→ PERMINTAAN 1: Ulangi persis bagian bacaan tentang persatuan kaum muslimin mulai dari "Jumlah penduduk kaum" sampai dengan "di antara mereka.", termasuk kata-kata penutup itu.

→ BACAAN:
Di sisi lain, bangsa-bangsa
muslim juga adalah pemilik cadangan energi minyak dan gas terbesar di dunia.
Jumlah penduduk kaum muslimin juga termasuk yang terbesar. Akan tetapi, mengapa
semua potensi itu belum bisa mengantarkan ummat Muhammad ini menjadi kaum yang
memiliki peranan signifikan di panggung internasional. Tentu saja, banyak
sebabnya. Akan tetapi, hampir semua cendekiawan muslim sepakat bahwa salah satu
faktor penghalang tampilnya kaum muslimin di dunia adalah tidak adanya
persatuan di antara mereka.

→ PERMINTAAN 2: Sebutkan satu per satu setiap baris dalam daftar di bawah yang memuat kata "desk", dan salin tiap baris secara utuh. Huruf besar dan kecil dibedakan.

→ DAFTAR LATIHAN:
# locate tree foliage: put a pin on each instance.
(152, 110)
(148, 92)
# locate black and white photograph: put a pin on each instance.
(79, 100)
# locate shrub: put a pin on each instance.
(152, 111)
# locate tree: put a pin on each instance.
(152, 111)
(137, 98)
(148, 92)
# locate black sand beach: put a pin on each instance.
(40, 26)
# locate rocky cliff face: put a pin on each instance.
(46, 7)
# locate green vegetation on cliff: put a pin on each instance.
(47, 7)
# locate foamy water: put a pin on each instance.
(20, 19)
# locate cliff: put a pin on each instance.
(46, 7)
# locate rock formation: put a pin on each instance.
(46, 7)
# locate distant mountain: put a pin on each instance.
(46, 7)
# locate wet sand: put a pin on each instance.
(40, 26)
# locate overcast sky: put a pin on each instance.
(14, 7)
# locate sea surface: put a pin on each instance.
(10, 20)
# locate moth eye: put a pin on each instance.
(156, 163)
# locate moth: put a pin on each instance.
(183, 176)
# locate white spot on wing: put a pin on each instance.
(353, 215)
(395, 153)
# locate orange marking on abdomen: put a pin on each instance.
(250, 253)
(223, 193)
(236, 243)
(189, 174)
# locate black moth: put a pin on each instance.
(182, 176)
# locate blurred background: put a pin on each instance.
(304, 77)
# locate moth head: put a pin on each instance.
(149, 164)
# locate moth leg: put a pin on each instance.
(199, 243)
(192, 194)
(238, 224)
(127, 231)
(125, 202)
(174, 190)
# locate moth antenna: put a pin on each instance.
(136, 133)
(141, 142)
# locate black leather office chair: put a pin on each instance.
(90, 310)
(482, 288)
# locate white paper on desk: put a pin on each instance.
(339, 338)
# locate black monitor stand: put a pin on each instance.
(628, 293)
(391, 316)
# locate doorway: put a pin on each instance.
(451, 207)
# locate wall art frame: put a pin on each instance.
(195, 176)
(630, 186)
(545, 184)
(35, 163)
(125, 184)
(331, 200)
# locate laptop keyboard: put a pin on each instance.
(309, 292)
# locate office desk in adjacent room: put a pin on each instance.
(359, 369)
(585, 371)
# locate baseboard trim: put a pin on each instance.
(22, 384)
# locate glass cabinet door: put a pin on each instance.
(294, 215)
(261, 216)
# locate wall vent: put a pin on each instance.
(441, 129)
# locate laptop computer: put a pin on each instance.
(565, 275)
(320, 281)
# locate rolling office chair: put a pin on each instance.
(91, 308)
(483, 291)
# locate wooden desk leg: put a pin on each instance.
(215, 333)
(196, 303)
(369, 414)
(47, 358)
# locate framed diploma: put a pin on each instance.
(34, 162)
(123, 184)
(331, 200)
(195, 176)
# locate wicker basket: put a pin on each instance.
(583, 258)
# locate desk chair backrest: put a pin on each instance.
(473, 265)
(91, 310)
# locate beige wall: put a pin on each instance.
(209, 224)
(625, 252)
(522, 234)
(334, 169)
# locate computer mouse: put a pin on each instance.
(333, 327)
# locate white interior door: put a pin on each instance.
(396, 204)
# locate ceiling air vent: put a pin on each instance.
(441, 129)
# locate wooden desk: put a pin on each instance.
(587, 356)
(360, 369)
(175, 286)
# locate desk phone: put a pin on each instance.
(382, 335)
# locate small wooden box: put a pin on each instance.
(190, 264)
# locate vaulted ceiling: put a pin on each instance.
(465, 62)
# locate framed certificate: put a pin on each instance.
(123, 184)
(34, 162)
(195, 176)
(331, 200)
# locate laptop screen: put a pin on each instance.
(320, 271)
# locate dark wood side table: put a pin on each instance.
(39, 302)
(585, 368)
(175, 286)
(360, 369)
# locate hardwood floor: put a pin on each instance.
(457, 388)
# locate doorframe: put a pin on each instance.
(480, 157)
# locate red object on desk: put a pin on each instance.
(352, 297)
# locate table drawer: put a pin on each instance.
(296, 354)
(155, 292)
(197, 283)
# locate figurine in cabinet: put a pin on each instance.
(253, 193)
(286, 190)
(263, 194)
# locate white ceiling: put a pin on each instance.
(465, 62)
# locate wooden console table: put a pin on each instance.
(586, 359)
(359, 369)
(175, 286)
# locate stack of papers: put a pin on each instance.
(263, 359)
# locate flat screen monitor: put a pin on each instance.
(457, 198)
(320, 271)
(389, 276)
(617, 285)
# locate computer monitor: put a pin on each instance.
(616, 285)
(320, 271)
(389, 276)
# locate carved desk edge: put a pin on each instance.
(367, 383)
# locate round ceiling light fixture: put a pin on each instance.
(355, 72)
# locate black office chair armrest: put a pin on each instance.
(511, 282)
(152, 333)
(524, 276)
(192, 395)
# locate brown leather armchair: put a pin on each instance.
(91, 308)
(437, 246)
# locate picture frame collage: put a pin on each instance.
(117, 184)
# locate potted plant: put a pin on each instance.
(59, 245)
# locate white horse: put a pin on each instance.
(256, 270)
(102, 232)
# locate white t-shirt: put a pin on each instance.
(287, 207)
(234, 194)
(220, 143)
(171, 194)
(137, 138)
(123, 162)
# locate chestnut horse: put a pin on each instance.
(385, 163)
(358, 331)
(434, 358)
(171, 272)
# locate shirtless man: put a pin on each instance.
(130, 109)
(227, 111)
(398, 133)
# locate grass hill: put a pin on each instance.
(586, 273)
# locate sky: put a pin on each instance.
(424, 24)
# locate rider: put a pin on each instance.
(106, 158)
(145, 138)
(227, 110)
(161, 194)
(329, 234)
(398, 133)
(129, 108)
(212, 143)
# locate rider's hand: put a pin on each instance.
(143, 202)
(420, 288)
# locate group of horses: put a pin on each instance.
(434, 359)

→ JAWABAN 1:
Jumlah penduduk kaum muslimin juga termasuk yang terbesar. Akan tetapi, mengapa
semua potensi itu belum bisa mengantarkan ummat Muhammad ini menjadi kaum yang
memiliki peranan signifikan di panggung internasional. Tentu saja, banyak
sebabnya. Akan tetapi, hampir semua cendekiawan muslim sepakat bahwa salah satu
faktor penghalang tampilnya kaum muslimin di dunia adalah tidak adanya
persatuan di antara mereka.

→ JAWABAN 2:
# locate white paper on desk: put a pin on each instance.
# locate office desk in adjacent room: put a pin on each instance.
# locate wooden desk leg: put a pin on each instance.
# locate desk chair backrest: put a pin on each instance.
# locate wooden desk: put a pin on each instance.
# locate desk phone: put a pin on each instance.
# locate red object on desk: put a pin on each instance.
# locate carved desk edge: put a pin on each instance.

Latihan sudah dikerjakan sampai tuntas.